[START OF PROVIDED ENTRIES]

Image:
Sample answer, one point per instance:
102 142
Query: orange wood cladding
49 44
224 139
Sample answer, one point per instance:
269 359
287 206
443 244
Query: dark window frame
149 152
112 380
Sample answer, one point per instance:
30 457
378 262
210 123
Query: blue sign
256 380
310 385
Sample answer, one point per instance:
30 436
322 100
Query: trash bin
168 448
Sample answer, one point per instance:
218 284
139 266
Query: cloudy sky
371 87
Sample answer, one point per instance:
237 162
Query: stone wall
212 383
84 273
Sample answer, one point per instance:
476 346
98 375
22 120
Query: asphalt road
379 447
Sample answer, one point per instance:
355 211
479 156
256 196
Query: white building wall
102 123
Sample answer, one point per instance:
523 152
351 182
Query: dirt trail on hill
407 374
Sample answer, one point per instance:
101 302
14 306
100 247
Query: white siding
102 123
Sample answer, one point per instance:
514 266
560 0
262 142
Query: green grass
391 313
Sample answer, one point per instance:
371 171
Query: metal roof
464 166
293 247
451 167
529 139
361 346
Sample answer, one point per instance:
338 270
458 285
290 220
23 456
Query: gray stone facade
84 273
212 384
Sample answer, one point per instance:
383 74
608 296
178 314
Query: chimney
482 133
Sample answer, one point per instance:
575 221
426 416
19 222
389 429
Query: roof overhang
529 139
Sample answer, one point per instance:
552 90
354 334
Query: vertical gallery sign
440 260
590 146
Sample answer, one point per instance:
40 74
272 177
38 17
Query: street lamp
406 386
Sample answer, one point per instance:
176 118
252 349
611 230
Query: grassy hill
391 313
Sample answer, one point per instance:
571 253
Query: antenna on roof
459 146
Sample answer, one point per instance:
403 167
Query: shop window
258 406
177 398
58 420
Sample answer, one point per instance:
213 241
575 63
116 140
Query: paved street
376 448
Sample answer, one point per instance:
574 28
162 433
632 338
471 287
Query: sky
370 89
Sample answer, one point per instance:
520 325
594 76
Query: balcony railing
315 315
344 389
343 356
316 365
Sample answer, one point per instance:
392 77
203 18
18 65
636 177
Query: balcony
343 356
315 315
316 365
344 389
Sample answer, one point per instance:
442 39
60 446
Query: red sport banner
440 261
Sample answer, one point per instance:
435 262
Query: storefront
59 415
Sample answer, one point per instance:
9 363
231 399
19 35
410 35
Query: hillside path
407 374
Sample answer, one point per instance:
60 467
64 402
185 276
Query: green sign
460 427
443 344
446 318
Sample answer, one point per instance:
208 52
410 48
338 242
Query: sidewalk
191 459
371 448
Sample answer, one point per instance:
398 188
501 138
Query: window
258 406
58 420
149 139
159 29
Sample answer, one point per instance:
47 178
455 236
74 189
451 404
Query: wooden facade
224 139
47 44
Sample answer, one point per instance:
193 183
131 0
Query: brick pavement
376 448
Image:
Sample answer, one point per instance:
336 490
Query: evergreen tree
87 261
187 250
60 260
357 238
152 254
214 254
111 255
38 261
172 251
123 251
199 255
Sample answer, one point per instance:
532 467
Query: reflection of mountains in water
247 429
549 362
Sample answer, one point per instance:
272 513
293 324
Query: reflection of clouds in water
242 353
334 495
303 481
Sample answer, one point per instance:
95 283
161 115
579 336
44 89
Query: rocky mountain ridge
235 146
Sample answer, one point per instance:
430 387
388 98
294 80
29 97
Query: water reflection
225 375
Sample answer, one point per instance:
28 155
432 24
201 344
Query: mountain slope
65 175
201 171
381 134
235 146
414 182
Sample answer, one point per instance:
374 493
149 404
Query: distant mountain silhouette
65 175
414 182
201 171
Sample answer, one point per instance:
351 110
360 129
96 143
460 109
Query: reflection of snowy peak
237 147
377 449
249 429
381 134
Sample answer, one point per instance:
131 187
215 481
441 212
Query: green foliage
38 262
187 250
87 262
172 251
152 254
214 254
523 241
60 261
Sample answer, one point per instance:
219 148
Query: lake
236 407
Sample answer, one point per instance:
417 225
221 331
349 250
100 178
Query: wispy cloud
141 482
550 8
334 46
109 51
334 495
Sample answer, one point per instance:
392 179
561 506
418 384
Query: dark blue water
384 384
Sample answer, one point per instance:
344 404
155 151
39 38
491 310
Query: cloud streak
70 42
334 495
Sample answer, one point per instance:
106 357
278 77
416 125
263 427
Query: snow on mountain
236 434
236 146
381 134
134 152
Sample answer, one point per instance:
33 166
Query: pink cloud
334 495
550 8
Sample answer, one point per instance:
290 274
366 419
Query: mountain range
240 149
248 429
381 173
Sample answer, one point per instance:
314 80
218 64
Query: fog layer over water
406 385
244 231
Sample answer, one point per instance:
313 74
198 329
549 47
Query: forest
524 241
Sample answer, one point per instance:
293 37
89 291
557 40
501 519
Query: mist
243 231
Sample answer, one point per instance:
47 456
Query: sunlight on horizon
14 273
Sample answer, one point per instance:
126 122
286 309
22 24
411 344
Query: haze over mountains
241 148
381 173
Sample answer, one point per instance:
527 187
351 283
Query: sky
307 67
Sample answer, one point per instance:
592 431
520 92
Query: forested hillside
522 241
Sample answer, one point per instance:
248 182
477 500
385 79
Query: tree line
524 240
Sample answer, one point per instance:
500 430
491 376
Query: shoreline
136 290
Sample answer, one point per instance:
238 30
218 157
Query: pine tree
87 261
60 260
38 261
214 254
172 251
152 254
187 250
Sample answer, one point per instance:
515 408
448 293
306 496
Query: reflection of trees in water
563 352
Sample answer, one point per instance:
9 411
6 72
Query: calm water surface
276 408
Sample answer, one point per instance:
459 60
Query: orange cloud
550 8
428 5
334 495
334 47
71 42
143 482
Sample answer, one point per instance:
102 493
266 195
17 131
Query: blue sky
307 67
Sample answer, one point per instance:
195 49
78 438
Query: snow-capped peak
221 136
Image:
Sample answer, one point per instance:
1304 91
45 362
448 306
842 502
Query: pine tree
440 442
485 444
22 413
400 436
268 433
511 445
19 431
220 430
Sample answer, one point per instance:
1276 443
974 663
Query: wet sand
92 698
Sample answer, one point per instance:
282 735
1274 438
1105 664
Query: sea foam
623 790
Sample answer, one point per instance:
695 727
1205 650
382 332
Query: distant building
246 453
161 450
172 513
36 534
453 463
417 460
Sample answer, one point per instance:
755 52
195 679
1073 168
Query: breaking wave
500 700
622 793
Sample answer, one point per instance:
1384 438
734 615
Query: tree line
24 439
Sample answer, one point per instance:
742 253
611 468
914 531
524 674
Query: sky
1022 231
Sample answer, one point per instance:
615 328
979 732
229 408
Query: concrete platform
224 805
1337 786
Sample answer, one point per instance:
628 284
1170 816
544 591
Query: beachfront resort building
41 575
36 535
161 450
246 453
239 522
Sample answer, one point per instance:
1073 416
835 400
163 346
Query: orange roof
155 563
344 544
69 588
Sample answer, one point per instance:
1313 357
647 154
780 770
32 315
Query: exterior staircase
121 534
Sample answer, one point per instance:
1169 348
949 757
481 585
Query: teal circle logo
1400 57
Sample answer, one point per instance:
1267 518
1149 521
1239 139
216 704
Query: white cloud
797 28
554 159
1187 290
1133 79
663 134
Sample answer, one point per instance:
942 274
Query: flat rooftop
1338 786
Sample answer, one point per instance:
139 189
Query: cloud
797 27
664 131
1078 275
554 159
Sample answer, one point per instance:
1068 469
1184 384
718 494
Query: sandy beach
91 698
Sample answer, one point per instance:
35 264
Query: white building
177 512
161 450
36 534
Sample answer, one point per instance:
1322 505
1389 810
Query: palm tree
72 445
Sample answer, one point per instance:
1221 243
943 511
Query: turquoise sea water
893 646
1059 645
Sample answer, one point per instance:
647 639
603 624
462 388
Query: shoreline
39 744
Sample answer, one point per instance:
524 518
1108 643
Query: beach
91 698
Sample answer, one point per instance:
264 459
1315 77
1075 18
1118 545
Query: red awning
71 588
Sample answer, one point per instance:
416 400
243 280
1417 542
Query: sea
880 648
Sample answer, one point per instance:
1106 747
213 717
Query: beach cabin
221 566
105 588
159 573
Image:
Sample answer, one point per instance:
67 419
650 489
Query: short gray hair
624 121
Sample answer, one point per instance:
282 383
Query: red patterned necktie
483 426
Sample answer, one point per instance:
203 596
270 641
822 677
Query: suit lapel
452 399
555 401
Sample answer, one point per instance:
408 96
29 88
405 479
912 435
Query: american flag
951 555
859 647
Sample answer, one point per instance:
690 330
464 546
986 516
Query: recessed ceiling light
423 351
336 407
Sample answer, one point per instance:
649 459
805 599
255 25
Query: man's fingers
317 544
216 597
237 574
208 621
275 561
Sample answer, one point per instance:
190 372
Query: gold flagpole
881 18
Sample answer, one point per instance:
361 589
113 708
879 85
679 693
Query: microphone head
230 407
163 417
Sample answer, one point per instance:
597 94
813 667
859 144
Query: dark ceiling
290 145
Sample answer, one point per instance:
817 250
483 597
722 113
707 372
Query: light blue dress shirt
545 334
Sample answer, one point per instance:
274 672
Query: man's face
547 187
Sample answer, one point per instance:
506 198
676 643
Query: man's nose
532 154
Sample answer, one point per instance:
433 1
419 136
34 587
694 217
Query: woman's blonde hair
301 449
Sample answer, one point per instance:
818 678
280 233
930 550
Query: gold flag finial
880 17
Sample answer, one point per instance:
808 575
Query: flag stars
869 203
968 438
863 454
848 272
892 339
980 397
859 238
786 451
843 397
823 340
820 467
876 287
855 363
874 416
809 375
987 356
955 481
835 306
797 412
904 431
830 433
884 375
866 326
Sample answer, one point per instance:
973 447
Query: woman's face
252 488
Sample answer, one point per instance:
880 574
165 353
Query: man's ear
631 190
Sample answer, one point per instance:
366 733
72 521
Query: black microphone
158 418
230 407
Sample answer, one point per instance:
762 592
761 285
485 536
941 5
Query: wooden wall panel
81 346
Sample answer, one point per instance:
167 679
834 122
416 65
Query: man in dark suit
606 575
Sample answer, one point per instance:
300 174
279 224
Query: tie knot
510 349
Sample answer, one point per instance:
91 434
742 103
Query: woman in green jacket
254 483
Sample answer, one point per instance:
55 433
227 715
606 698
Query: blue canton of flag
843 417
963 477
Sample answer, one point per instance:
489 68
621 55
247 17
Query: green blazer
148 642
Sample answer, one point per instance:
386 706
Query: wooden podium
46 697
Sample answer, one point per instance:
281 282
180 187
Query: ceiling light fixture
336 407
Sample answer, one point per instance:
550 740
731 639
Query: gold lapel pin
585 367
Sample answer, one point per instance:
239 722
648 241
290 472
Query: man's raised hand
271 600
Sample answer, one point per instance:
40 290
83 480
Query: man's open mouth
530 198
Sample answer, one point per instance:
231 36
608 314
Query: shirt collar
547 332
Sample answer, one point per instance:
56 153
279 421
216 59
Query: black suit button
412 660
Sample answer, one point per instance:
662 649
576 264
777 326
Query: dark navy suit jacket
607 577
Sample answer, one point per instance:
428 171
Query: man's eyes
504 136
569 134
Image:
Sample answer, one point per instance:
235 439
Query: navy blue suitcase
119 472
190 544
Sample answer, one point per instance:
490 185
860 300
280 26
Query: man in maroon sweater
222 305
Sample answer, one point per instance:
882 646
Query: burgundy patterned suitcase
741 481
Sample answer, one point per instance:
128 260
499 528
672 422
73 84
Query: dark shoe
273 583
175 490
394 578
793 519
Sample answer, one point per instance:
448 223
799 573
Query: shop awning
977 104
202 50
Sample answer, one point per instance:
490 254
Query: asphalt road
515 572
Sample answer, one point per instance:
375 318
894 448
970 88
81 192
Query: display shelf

[END OF PROVIDED ENTRIES]

WHAT IS BEING ASKED
Count the lines in the items above that contain the string "stone", treating uppercase and lowercase as different, and give only the number.

OUTPUT
2